» Data to use

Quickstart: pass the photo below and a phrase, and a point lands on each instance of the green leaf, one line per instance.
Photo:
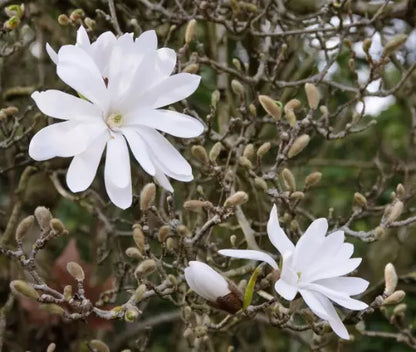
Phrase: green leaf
(248, 295)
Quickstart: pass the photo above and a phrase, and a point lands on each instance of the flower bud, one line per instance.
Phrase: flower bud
(215, 151)
(289, 180)
(163, 234)
(145, 268)
(199, 153)
(395, 298)
(360, 199)
(63, 20)
(312, 94)
(270, 106)
(147, 196)
(24, 227)
(190, 31)
(191, 68)
(43, 217)
(394, 44)
(99, 346)
(263, 149)
(23, 288)
(390, 278)
(248, 151)
(298, 145)
(237, 88)
(209, 284)
(236, 199)
(395, 212)
(312, 179)
(76, 271)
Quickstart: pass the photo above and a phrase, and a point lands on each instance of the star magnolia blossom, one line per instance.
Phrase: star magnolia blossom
(314, 268)
(122, 82)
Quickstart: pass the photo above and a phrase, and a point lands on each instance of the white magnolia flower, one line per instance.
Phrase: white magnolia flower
(315, 268)
(122, 83)
(209, 284)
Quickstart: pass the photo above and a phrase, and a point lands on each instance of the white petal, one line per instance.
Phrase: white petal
(205, 281)
(323, 308)
(276, 235)
(64, 106)
(285, 290)
(250, 254)
(63, 139)
(52, 53)
(139, 150)
(171, 161)
(170, 90)
(172, 122)
(84, 166)
(347, 284)
(117, 163)
(77, 69)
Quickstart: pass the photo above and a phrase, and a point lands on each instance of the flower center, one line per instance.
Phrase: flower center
(114, 121)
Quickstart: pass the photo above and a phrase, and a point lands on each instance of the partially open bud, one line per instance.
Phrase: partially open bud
(312, 94)
(76, 271)
(298, 145)
(145, 268)
(395, 298)
(190, 31)
(236, 199)
(199, 153)
(390, 279)
(312, 179)
(289, 180)
(270, 106)
(147, 196)
(215, 151)
(263, 149)
(43, 217)
(209, 284)
(23, 288)
(99, 346)
(24, 227)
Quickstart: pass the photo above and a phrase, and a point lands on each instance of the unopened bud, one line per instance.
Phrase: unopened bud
(163, 233)
(199, 153)
(145, 268)
(190, 31)
(360, 199)
(24, 227)
(298, 145)
(312, 179)
(99, 346)
(394, 44)
(43, 217)
(395, 212)
(236, 199)
(23, 288)
(390, 278)
(215, 151)
(289, 180)
(263, 149)
(312, 94)
(395, 298)
(63, 20)
(76, 271)
(260, 183)
(191, 68)
(270, 106)
(147, 196)
(237, 88)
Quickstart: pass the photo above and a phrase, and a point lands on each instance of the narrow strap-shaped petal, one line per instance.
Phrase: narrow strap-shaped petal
(276, 235)
(250, 254)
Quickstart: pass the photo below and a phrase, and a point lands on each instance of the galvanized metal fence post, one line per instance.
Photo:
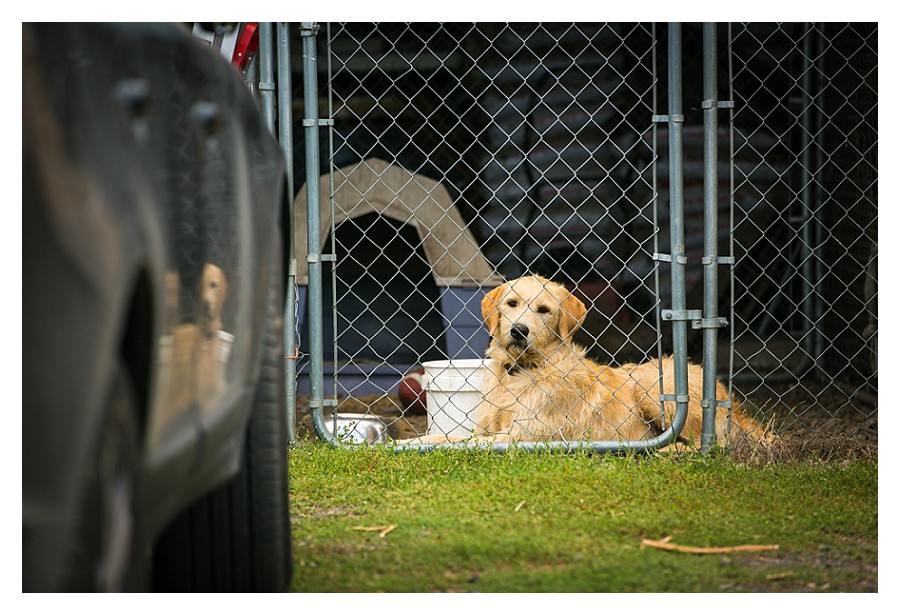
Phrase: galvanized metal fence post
(679, 314)
(309, 30)
(286, 139)
(710, 321)
(267, 75)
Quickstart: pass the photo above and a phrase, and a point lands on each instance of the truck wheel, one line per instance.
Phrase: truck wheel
(237, 538)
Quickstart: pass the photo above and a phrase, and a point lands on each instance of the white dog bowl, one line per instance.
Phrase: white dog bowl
(357, 428)
(452, 394)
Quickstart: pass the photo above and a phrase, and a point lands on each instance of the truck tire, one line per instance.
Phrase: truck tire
(237, 538)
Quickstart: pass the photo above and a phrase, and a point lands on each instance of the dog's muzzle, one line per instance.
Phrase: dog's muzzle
(519, 334)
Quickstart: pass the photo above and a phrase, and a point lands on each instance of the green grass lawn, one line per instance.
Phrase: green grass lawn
(370, 519)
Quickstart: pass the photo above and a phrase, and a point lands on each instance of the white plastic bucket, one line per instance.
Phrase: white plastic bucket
(452, 394)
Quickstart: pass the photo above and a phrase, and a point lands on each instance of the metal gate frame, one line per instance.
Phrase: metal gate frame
(679, 315)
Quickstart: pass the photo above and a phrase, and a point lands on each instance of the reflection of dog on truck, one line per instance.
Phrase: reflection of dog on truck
(540, 385)
(191, 358)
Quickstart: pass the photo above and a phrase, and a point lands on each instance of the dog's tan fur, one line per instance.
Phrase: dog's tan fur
(542, 387)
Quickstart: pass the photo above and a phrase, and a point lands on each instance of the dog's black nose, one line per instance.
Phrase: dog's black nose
(519, 332)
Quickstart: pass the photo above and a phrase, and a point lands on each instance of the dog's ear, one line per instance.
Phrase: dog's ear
(490, 308)
(571, 315)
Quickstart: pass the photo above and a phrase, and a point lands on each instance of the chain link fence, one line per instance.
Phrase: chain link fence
(465, 154)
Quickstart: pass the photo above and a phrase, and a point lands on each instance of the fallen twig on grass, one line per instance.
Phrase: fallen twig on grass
(666, 545)
(382, 530)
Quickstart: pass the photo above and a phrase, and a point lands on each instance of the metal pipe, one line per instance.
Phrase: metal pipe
(308, 31)
(267, 75)
(676, 215)
(286, 138)
(710, 236)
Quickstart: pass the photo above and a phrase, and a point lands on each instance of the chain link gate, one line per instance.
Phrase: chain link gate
(465, 154)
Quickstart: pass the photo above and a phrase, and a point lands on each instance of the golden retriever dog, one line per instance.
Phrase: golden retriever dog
(543, 387)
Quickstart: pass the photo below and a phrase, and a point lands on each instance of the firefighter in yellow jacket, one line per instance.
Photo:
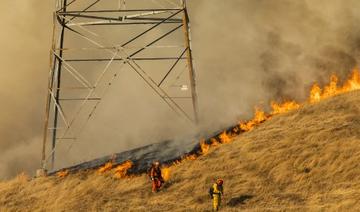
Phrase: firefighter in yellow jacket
(216, 191)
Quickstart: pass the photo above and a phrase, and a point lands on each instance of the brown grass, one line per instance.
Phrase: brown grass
(304, 160)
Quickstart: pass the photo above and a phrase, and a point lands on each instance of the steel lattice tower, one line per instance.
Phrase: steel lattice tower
(69, 61)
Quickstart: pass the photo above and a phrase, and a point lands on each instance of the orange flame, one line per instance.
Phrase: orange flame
(332, 89)
(225, 138)
(63, 173)
(204, 147)
(165, 172)
(284, 107)
(107, 167)
(122, 169)
(259, 117)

» Exercise requirements
Print the material again, starting with the line that contains "jacket, one line per instance." and going on through the end of the material, with the pictures left out.

» Worked solution
Quickstart: pass the photo below and a phrase, and a point lands on each instance of the firefighter in yellow jacket, one line per instance.
Photo:
Phrase: firefighter in yellow jacket
(216, 191)
Quickstart: pass the photo above and a phrase, and a point lands on each instance of the brown grass, one line per instance.
Phrase: brown grass
(304, 160)
Quickstart: pass the photo above and a phrase, and a point lands on each instance of the steel lattice tower, one line per instance.
Phrase: steel lattice tower
(69, 61)
Quickstart: pass the photo above and a phrase, and a point lands on each instance of the orange flame, one line per instance.
Phrase: orange flame
(332, 89)
(225, 138)
(63, 173)
(204, 147)
(165, 172)
(284, 107)
(107, 167)
(122, 169)
(259, 117)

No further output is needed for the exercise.